Written request
Turn the lines of the entries below into a JSON list of strings, one string per line and no blank lines, beginning with the line that contains "Ground black rubber" and continuing through the line that contains "98;15;305;218". Include both of those lines and nothing outside that range.

Exercise input
============

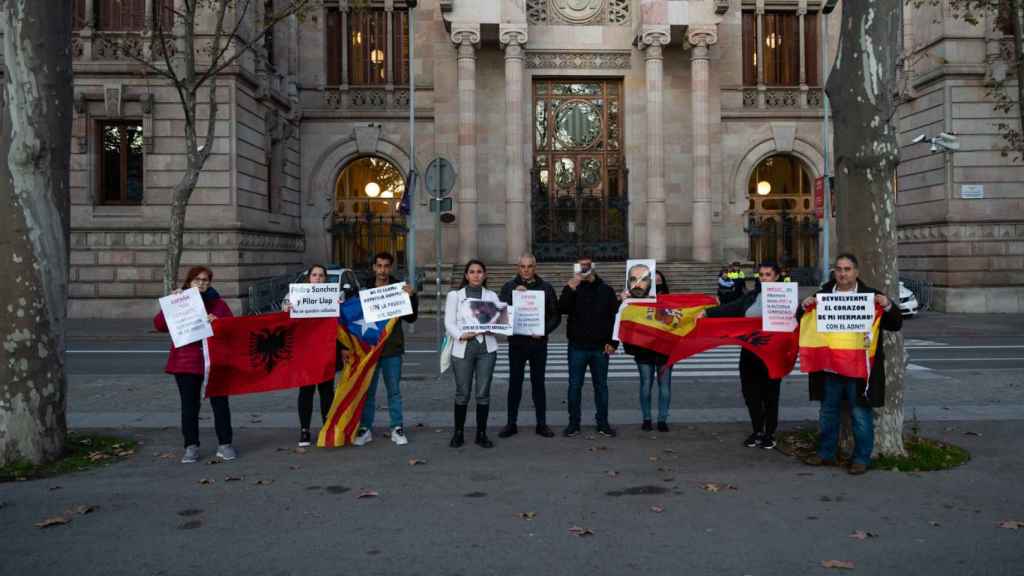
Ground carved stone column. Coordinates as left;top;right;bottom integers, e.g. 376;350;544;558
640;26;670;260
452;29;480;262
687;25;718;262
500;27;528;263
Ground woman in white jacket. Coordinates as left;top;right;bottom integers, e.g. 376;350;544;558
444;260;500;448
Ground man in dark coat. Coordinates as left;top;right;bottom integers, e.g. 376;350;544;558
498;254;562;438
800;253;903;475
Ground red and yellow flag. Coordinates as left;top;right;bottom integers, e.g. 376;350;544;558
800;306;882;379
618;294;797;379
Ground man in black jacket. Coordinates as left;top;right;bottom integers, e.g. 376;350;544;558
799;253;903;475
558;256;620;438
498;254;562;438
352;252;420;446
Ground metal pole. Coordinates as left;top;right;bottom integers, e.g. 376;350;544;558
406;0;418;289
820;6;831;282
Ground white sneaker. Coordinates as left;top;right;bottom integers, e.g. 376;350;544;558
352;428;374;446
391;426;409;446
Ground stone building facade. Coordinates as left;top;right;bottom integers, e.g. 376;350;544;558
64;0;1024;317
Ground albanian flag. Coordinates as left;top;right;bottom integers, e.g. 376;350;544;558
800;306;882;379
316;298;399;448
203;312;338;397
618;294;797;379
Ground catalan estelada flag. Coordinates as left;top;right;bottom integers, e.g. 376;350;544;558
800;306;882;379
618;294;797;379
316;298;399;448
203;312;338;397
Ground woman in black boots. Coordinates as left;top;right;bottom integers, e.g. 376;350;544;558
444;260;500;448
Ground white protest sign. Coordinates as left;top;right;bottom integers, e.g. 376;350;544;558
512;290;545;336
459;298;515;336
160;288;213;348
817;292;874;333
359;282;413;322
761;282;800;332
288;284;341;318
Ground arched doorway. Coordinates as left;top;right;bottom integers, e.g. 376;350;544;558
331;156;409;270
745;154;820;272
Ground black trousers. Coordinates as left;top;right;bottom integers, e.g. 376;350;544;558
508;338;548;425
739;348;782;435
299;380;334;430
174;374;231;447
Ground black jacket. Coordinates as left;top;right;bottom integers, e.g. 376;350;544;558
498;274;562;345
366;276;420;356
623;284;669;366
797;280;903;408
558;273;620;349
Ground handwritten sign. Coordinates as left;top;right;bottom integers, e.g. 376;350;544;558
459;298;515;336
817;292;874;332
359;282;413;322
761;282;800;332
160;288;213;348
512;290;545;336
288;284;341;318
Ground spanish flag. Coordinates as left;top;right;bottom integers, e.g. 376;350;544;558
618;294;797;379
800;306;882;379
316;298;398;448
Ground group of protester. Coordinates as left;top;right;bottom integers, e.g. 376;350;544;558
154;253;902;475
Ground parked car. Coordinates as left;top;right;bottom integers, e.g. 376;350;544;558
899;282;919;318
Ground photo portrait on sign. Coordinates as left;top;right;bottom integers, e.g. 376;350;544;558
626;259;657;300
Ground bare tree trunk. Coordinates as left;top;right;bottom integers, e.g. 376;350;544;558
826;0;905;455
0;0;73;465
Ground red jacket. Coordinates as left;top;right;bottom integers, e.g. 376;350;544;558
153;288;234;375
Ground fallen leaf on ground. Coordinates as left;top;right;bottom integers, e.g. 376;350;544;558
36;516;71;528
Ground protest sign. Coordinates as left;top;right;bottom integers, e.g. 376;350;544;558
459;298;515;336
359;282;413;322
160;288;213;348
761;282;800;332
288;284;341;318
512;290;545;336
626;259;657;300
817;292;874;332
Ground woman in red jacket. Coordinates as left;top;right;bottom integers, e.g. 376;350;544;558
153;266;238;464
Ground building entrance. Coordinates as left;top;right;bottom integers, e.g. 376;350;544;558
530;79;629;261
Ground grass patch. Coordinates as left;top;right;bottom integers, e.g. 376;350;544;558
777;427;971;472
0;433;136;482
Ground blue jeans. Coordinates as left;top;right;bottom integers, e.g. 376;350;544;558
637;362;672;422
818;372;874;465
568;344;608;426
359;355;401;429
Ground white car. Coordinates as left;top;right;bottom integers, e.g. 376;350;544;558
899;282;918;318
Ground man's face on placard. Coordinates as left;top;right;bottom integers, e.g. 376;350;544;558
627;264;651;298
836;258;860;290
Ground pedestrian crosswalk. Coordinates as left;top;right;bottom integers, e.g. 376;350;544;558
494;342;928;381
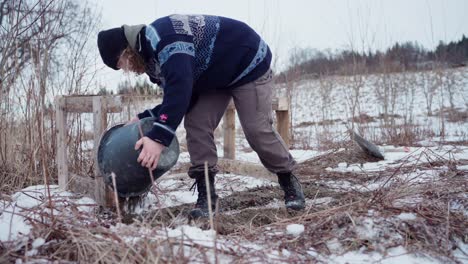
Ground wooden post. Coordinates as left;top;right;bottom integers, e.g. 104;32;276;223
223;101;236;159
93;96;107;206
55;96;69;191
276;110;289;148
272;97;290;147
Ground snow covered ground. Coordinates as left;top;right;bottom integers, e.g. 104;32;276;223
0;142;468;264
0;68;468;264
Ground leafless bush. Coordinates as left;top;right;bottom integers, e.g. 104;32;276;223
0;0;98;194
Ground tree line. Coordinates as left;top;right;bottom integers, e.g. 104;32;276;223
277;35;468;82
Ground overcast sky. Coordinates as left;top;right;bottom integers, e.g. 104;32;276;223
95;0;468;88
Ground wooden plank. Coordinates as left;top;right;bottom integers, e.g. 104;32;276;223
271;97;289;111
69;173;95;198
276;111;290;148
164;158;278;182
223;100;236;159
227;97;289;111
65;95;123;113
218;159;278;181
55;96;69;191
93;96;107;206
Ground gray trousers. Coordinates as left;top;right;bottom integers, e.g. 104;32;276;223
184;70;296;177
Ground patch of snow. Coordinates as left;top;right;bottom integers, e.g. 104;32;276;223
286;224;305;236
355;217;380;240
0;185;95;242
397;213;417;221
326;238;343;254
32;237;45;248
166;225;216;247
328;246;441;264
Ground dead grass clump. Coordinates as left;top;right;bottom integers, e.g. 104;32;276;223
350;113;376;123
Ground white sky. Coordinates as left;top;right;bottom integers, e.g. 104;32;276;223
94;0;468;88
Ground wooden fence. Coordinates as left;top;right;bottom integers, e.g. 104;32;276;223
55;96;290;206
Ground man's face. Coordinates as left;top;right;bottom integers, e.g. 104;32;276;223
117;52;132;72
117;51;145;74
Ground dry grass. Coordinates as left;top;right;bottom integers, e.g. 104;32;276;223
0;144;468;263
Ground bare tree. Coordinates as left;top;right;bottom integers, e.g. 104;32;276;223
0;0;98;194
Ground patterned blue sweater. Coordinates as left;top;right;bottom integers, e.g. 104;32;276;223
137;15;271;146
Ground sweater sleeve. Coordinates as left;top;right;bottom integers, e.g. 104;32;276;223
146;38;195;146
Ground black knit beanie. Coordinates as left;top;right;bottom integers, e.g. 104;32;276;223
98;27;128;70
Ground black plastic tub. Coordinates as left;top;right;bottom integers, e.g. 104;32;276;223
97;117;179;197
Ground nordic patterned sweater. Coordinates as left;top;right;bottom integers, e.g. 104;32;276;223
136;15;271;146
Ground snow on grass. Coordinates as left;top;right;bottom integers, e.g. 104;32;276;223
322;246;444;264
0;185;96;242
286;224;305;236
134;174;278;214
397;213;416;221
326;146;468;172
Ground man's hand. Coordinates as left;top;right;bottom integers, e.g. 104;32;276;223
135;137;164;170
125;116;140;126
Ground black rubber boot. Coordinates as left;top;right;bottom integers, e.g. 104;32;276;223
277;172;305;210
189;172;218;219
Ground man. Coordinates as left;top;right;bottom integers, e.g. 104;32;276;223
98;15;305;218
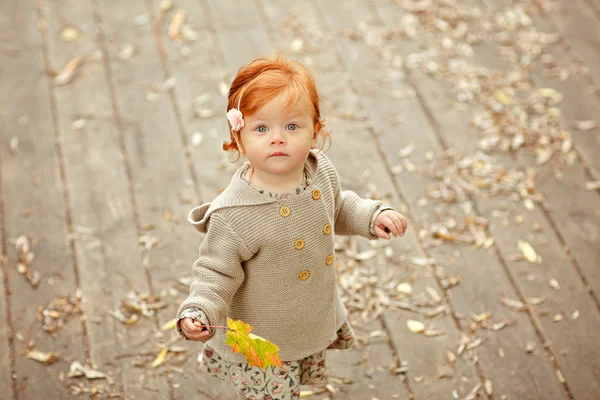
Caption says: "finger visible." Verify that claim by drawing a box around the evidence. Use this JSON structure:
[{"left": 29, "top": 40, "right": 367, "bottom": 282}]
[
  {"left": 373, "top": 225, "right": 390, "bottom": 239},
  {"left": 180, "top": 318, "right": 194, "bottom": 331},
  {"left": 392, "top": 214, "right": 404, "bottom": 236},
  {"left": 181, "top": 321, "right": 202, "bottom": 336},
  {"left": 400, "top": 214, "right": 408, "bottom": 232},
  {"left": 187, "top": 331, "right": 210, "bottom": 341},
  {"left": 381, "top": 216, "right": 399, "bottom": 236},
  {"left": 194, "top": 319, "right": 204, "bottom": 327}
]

============

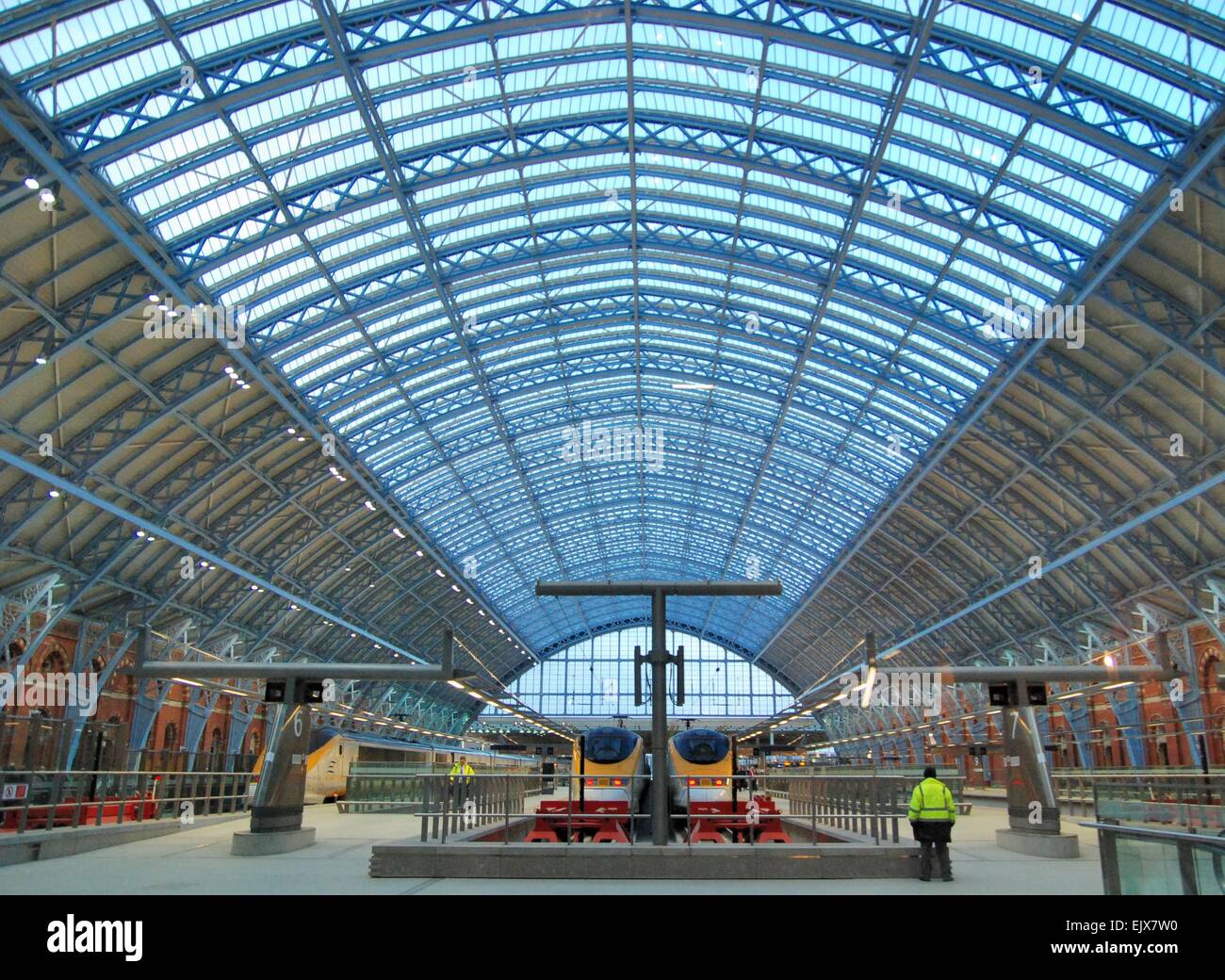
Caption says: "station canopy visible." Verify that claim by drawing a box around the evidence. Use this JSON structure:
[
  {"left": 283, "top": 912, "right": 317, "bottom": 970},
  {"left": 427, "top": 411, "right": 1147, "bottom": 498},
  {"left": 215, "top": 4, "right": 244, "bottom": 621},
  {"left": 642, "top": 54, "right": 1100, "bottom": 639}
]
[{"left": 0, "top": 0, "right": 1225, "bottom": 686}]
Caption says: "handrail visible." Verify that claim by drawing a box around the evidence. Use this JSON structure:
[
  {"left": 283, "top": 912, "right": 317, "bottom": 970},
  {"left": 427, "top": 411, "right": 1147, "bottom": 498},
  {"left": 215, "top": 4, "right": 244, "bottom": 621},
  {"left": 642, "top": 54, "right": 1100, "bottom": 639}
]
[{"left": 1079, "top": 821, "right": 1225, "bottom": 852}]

============

Written solution
[
  "Ground black rubber boot. Coordinates as left;top;right;bottom integers, e.g. 104;32;276;223",
  "277;172;305;210",
  "189;172;218;219",
  "Ground man. Coordinates as left;top;right;bottom integers, e.g. 104;32;276;223",
  "98;15;305;218"
]